Express the lines of the entries, from the line containing "target: tall tree" through the line containing "83], [424, 89]]", inclusive, as a Markdown table with the columns Row and Line. Number each line in the Row column and leave out any blank lines.

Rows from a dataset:
□ □ □ □ □
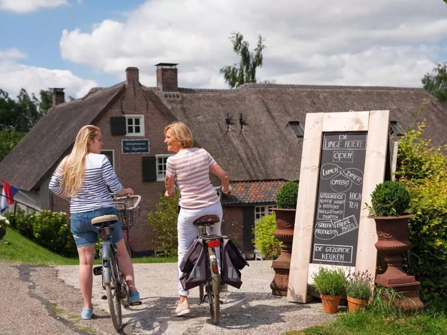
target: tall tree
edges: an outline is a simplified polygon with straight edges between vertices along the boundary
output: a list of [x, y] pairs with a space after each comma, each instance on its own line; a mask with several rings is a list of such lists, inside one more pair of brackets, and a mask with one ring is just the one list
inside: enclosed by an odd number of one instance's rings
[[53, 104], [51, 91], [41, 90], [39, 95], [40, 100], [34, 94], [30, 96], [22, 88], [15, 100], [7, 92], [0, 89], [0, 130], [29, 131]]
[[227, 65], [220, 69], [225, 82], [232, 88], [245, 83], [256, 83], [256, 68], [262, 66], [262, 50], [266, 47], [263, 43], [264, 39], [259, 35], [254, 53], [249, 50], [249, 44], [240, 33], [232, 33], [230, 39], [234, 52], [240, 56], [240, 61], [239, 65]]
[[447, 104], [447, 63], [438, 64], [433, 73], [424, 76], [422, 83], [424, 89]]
□ □ □ □ □
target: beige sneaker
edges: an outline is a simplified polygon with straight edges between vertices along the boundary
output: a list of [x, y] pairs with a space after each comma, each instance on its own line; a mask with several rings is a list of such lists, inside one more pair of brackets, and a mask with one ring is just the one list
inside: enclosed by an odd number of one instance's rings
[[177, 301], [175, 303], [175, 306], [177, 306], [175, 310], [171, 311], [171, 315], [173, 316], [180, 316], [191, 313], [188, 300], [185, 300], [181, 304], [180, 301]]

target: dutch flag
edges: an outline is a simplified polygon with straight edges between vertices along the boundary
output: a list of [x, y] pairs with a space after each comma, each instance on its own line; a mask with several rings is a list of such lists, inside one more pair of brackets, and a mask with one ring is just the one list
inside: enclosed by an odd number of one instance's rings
□ □ □ □ □
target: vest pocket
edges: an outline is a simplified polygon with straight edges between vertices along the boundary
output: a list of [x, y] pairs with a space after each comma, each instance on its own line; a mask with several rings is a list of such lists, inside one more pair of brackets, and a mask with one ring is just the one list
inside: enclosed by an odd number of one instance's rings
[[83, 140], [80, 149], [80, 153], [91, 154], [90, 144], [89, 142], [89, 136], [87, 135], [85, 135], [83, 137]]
□ □ □ □ □
Finished exercise:
| Row | Line |
|---|---|
| 1 | target: tall tree |
| 2 | edges: an outline is a simplified polygon with straight edges between vertices along the boundary |
| 3 | output: a list of [x, y] pairs with a space after each comma, each instance on its own line; a mask with several rings is a list of such lists, inside one more pair of brackets, and a mask with one ring is just the one list |
| 4 | inside: enclosed by an odd number of one instance's rings |
| 5 | [[53, 104], [51, 91], [41, 90], [39, 95], [40, 100], [34, 94], [30, 96], [22, 88], [15, 100], [7, 92], [0, 89], [0, 130], [29, 131]] |
| 6 | [[227, 65], [220, 69], [225, 82], [232, 88], [245, 83], [256, 83], [256, 68], [262, 66], [262, 50], [266, 47], [263, 43], [264, 39], [259, 35], [254, 53], [249, 50], [249, 44], [240, 33], [232, 33], [230, 39], [234, 52], [240, 56], [240, 61], [239, 65]] |
| 7 | [[447, 104], [447, 63], [438, 64], [433, 73], [424, 76], [422, 83], [424, 89]] |